Stored items from a collection
--- Begin ---

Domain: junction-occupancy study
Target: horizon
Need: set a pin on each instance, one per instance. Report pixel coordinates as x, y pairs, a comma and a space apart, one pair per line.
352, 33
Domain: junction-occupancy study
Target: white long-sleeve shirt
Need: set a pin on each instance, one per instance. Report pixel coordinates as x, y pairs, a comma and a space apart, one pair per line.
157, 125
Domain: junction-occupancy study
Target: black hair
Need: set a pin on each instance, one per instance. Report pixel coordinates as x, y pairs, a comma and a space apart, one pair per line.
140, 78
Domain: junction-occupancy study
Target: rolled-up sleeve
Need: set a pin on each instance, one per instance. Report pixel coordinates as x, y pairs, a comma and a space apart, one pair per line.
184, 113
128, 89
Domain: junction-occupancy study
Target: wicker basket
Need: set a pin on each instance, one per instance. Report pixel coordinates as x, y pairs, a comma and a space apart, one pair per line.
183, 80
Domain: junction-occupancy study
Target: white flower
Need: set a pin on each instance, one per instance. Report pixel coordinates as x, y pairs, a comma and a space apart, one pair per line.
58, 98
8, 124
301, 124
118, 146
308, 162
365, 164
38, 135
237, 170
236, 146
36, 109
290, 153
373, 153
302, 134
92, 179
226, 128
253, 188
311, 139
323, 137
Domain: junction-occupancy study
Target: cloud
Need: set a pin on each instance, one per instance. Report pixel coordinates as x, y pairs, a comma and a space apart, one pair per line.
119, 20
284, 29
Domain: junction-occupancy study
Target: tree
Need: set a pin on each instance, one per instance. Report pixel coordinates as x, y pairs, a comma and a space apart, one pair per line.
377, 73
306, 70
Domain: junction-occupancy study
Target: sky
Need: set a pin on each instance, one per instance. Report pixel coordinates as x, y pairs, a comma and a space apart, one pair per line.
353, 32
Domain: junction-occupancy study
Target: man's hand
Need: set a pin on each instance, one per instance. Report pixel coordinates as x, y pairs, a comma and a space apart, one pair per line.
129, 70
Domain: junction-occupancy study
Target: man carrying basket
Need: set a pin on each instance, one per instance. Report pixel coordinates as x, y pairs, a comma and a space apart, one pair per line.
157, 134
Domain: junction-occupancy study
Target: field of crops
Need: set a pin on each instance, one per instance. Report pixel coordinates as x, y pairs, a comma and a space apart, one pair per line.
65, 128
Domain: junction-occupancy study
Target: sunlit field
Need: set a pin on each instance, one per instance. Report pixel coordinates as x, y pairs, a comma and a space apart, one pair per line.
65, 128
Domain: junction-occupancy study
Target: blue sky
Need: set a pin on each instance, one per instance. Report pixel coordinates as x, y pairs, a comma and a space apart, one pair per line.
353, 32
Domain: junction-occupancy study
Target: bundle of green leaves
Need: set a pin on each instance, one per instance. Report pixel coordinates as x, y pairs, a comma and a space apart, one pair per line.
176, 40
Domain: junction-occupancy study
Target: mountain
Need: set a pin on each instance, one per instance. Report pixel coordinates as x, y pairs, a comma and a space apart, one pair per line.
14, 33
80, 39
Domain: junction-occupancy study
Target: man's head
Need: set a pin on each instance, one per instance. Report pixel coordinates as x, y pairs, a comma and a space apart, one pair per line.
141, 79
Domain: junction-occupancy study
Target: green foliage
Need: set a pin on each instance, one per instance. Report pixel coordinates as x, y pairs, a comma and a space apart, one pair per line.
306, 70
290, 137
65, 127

--- End ---

Work instructions: Extract every line above exactly as it stands.

Result for this exercise:
Domain: junction-occupancy study
Target: horizon
Need: set a pin on each instance, one per instance. Report pixel coordinates as x, y pairs, a comma and a space apart, one pair per line.
352, 33
Domain: junction-occupancy study
Target: white long-sleeve shirt
Need: set a pin on each instance, one per instance. Report pixel coordinates as x, y pairs, a comma and a space apart, one pair per line.
157, 125
Domain: junction-occupancy study
Target: black hair
Need: set a pin on each instance, one per instance. Report pixel coordinates as x, y pairs, a comma and a space apart, one pair per line.
140, 78
Domain: junction-occupancy study
Target: rolled-up sleeve
Need: set a pin on each instance, one per instance. Report pixel coordinates as x, y pairs, a comma and a space apart, one pair per line.
184, 113
128, 89
Domain: junction-occupancy study
Target: wicker basket
Need: set a pin on each instance, one per instance. Report pixel coordinates as x, y pairs, a comma and a space apart, one pair per line.
183, 80
Domain: junction-occupancy study
Target: white flower
Need: set a pin on each instance, one per instance. Report pixel coordinates as x, y pairs, a comma and a space apart, one pair per line.
58, 98
8, 124
301, 124
118, 146
308, 162
365, 164
38, 135
237, 170
236, 146
36, 109
290, 153
373, 153
302, 134
92, 179
226, 128
253, 188
311, 139
323, 137
Domain: junction-occupancy study
Target: cloud
Need: set a pin on each instance, one per instance. Report pixel coordinates as x, y pairs, a comma and a space apart, one pair per line.
119, 20
284, 29
Domain: junction-occupancy study
Target: tree
Need: set a pin on each instance, one per instance. Report pixel coordinates as x, y pairs, a comma and a space apart, one pair per line.
377, 73
306, 70
Domain: junction-occupancy study
Target: sky
Need: set a pin on each instance, one per instance. Report pixel coordinates as x, y pairs, a comma and a space apart, one pair per line.
353, 32
Domain: junction-occupancy study
Target: man's hand
Need: set a pin on each instance, one per instance. Report pixel coordinates as x, y pairs, a comma and a space apart, one pair per line.
129, 70
Domain: junction-occupancy study
Target: man carrying basket
Need: set a pin on each instance, one per instance. Report pixel coordinates as x, y pairs, a comma and a space apart, one pair per line.
157, 134
Domain: junction-occupancy study
Target: field of crops
Need: set a pin on each instance, one per instance. Report pixel coordinates as x, y pairs, a comma and a space apart, one pair per line.
65, 128
Domain: junction-occupancy study
Target: sunlit field
Need: set a pin on each instance, one per instance. Report pixel coordinates as x, y pairs, a comma and a space apart, one pair per line.
65, 128
Domain: junction-occupancy study
Target: blue sky
Need: set a pin on each instance, one per instance. Report pixel coordinates as x, y pairs, a comma and a space apart, one pair per line.
353, 32
Domain: junction-occupancy study
Target: bundle of green leaves
Need: set a pin on each instance, one per instance. Report pixel coordinates as x, y pairs, a comma and a space apart, one pair per line.
176, 40
Domain: junction-occupancy study
Target: mountain
Need: set a pin on each instance, one per instance. Report pixel coordinates as x, y pairs, a comma and a space apart, one pair per line.
14, 33
80, 39
Domain: junction-occupancy study
Target: man's head
Need: set a pin on each instance, one per instance. Report pixel coordinates as x, y pairs, a comma and a space apart, one pair per line.
141, 79
Domain: junction-occupancy study
Target: green foliage
Need: set a pin on each instance, one per instance. Report pixel coordinates as x, y pairs, a comma and a space apart, one pair per line.
306, 70
290, 137
65, 127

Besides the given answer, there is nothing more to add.